- _AIM_:
What follows is a listing. Return every line of it exactly.

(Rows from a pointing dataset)
--

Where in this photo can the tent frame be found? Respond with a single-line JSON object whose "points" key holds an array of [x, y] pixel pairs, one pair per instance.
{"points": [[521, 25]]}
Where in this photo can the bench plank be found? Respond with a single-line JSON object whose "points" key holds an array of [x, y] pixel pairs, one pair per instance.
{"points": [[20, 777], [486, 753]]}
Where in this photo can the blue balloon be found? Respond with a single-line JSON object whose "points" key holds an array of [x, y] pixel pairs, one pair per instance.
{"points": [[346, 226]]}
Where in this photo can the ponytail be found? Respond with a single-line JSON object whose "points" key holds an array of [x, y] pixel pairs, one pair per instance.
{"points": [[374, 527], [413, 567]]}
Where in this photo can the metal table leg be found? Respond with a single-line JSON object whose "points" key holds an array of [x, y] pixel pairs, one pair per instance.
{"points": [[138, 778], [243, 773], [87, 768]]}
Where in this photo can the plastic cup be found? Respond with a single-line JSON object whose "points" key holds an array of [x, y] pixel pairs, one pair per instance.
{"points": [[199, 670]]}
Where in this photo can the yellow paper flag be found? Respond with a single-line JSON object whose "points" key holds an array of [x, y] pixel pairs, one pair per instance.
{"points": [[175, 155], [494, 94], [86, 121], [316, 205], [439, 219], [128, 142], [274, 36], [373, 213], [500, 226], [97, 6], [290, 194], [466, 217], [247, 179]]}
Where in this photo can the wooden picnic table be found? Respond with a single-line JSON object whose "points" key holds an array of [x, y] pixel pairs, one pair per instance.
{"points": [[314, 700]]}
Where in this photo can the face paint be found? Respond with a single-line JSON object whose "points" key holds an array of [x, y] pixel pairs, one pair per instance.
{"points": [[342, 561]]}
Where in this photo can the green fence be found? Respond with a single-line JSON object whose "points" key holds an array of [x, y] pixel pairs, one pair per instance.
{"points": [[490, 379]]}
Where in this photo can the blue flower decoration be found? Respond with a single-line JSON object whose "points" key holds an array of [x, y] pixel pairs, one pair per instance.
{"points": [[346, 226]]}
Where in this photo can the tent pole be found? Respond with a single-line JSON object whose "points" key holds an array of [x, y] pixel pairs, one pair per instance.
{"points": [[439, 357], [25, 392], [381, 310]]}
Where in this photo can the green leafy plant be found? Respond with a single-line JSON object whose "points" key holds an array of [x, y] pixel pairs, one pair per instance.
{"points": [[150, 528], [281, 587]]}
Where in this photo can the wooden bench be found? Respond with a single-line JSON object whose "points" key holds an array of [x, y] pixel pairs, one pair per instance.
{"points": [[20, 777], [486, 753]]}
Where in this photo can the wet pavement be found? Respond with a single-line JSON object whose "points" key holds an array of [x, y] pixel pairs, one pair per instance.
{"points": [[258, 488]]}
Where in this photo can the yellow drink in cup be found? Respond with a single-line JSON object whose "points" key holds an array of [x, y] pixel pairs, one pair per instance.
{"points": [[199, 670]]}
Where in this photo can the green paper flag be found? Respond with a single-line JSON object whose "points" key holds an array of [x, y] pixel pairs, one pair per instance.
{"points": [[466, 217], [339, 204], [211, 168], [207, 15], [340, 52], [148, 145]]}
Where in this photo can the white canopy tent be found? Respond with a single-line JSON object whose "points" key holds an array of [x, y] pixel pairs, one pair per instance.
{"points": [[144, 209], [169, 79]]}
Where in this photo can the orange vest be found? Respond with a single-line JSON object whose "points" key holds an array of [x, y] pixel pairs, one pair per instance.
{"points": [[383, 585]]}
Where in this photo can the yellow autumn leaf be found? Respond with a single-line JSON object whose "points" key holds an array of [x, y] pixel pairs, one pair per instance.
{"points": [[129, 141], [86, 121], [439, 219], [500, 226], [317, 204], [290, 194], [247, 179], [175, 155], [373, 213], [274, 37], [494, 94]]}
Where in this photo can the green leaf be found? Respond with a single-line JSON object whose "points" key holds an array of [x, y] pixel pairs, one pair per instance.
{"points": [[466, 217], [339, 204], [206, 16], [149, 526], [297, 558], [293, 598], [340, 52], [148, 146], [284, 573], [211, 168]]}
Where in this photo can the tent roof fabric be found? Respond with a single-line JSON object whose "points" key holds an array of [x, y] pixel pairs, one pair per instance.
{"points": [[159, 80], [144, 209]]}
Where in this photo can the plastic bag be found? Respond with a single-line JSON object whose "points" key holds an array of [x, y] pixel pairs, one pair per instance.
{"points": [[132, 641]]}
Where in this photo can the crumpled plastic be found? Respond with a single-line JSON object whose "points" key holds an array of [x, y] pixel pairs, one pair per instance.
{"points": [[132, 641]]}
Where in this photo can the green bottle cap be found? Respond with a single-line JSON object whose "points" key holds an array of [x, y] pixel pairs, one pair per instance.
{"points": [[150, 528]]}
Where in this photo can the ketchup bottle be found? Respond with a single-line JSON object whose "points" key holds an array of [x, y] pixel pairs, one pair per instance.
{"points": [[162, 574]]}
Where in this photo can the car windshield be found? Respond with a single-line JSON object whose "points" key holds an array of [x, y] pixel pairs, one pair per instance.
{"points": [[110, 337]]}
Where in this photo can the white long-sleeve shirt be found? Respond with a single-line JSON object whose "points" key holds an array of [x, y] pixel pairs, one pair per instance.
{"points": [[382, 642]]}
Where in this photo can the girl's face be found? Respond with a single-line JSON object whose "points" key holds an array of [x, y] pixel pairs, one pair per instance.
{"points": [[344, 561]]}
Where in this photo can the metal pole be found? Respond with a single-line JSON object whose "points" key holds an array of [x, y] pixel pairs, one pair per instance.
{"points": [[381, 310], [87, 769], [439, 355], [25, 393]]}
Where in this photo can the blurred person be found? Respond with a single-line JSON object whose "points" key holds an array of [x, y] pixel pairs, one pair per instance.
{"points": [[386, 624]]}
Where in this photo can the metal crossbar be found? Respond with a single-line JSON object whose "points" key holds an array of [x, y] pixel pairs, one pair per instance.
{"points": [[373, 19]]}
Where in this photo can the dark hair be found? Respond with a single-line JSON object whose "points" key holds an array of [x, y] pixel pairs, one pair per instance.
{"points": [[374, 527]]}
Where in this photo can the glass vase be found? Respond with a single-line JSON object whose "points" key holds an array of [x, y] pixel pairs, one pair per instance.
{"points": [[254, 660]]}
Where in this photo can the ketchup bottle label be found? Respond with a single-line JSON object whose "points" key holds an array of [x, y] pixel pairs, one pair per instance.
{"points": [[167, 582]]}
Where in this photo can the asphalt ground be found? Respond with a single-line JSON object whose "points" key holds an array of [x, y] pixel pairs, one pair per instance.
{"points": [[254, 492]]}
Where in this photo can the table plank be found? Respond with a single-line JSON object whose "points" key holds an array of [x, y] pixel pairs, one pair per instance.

--

- _EXERCISE ANSWER_:
Where in this photo can the tent frame be found? Respond with a single-line JSON object whose "points" key holds an array of [x, y] pixel pairs, one pair per instance.
{"points": [[521, 25]]}
Where in this photo can the bench plank be found? Respond with a single-line JSON object whose "points" key holds an array of [x, y] pixel pairs, one pair per instance.
{"points": [[20, 777], [486, 753]]}
Where in this photo can the blue balloon be found? Respond with a single-line JSON object whose "points" key holds an array of [x, y] pixel pairs, one pair per instance.
{"points": [[346, 226]]}
Where in this photo can the ponytail be found? Respond with a single-line JSON object whose "points" key holds an array of [x, y] pixel pairs, one pair per instance.
{"points": [[374, 527], [413, 567]]}
Where in this photo can the metal table leg be found? Respond with a single-line JSON object whose "points" key holds an array of [x, y] pixel pairs, one pair per instance.
{"points": [[138, 778], [243, 773], [87, 768]]}
Where in this photo can the plastic cup be found? Respond with a single-line JSON object whose "points" key holds an array of [x, y] pixel pairs, one pair per instance.
{"points": [[199, 670]]}
Where in this photo can the yellow paper flag be found? Respond with a single-line JSON object whose "points" key holds an array of [x, y] pixel pairs, one pair per instance.
{"points": [[175, 155], [494, 94], [86, 121], [316, 205], [439, 219], [128, 142], [274, 36], [373, 213], [500, 226], [97, 6], [290, 194], [466, 217], [247, 179]]}
Where in this photo can the wooden picnic table be found? Respond with a single-line JSON object whose "points" key holds an array of [x, y] pixel pairs, one pair per instance.
{"points": [[314, 700]]}
Where in this photo can the face paint be found? Respond with a single-line JSON object whose "points" key holds an array of [x, y] pixel pairs, one pair per instance.
{"points": [[342, 561]]}
Where in this photo can the green fence be found? Respond with a single-line JSON object whose "points" key holds an array of [x, y] pixel pairs, one pair per instance.
{"points": [[490, 379]]}
Where in this photo can the blue flower decoration be found? Respond with a single-line JSON object whose "points" key holds an array of [x, y] pixel pairs, one pair per instance.
{"points": [[346, 226]]}
Where in this photo can the tent pole be found? Respond with a single-line JSON object whose "points" key holds an array of [x, y] pixel pairs, one pair per instance.
{"points": [[439, 357], [25, 392], [381, 310]]}
Where in this photo can the green leafy plant be found? Respond with a single-line JSON object whose "points" key holds an array of [x, y] pixel pairs, one pair per instance.
{"points": [[150, 528], [281, 587]]}
Where in this photo can the wooden bench be found? Respond with a single-line JSON object whose "points" key holds an array of [x, y] pixel pairs, one pair per instance.
{"points": [[20, 777], [486, 753]]}
Where in this photo can the wet pavement be found? Respond with a single-line JSON object whose "points" key holds an array of [x, y] pixel pairs, one pair per instance.
{"points": [[258, 488]]}
Where in this photo can the yellow drink in cup be found? Respond with a single-line JSON object whose "points" key holds an array of [x, y] pixel pairs, one pair per instance.
{"points": [[199, 670]]}
Where in this photo can the green paper flag be found? Respond with a single-line JSON object whose "points" key holds an array of [x, y] pixel pairs, one pair per instance.
{"points": [[466, 217], [339, 204], [211, 168], [207, 15], [340, 52], [148, 145]]}
Where in this photo can the white canopy tent be found? Respond with a single-line JSON object whose "points" key holds an array of [x, y] pixel pairs, one pair per instance.
{"points": [[144, 209], [169, 79]]}
Where in this photo can the orange vest be found? Respond with a single-line JSON object whose "points" key holds an array of [x, y] pixel pairs, one pair per instance.
{"points": [[383, 585]]}
Where in this photo can the yellow autumn leaf be found? Respond with a single-line JSON object whose "points" key holds an array of [x, y] pixel pairs, one pair per instance.
{"points": [[129, 141], [86, 121], [439, 219], [500, 226], [317, 204], [290, 194], [247, 179], [175, 155], [373, 213], [274, 37], [494, 94]]}
Where in this photo can the green leaf be found? Respond with a single-line JSON object whose "points" key holds an array of [x, y] pixel pairs, one pair per instance.
{"points": [[466, 217], [339, 204], [206, 16], [149, 526], [297, 558], [293, 598], [340, 52], [148, 146], [284, 573], [211, 168]]}
Where in this photo can the tent roof fabric be found? Respond with a single-line JSON object whose "points" key holds an array of [x, y] pixel pairs, one pair per instance.
{"points": [[159, 80], [144, 209]]}
Where in this photo can the plastic bag be found? Respond with a single-line JSON object whose "points" key holds an array of [x, y] pixel pairs, one pair per instance.
{"points": [[132, 641]]}
Where in this photo can the crumpled plastic be found? Respond with a single-line JSON object whose "points" key holds an array of [x, y] pixel pairs, one pair per instance.
{"points": [[132, 641]]}
Where in this photo can the green bottle cap be found? Respond with a single-line JSON object whose "points" key holds an array of [x, y] pixel pairs, one pair per instance.
{"points": [[150, 528]]}
Where in this photo can the ketchup bottle be found? Respond with a single-line JSON object whose "points" key holds an array of [x, y] pixel pairs, one pair per instance.
{"points": [[162, 574]]}
Where in this photo can the car windshield be found? Respond with a single-line JSON object whose "points" key holds an array of [x, y] pixel pairs, one pair per instance.
{"points": [[110, 337]]}
Where in this photo can the white long-sleeve shirt be found? Respond with a single-line JSON object whose "points" key holds an array of [x, y] pixel pairs, one pair per instance.
{"points": [[382, 642]]}
Where in this photo can the girl's face be found? Respond with a single-line JSON object whose "points" key holds an array of [x, y] pixel pairs, one pair per instance.
{"points": [[344, 561]]}
Where in this photo can the metal pole be found? Respond with a single-line JSON object whose "points" key holds an array of [x, y] pixel pairs, one pair per instance.
{"points": [[381, 310], [87, 769], [439, 355], [25, 393]]}
Where in this photo can the blurred person be found? Respond with a single-line JSON object whose "points" key holds an array of [x, y] pixel pairs, one pair per instance.
{"points": [[386, 624]]}
Where in this photo can the metal crossbar be found? Respond with a single-line JSON object whose "points" key holds an array of [x, y] pixel pairs, one pair per instance.
{"points": [[373, 19]]}
Where in this photo can the dark hair be found? Respond with a single-line JSON object whose "points" key holds an array of [x, y] pixel pairs, one pair per instance.
{"points": [[374, 527]]}
Where in this photo can the glass vase be found? Respond with a single-line JSON object whose "points" key holds an array of [x, y] pixel pairs, one pair per instance.
{"points": [[254, 660]]}
Where in this photo can the ketchup bottle label be found? Respond with a single-line JSON object whose "points" key holds an array of [x, y] pixel pairs, one pair per instance.
{"points": [[167, 582]]}
Where in this photo can the asphalt ground be found? Respond with a single-line JSON object whose "points" key holds an array of [x, y] pixel pairs, one pair per instance.
{"points": [[254, 492]]}
Where in this photo can the table plank be found? Respond with a single-line JSON object whose "points" key holds an array of [x, y] pixel pairs, one pair per instance.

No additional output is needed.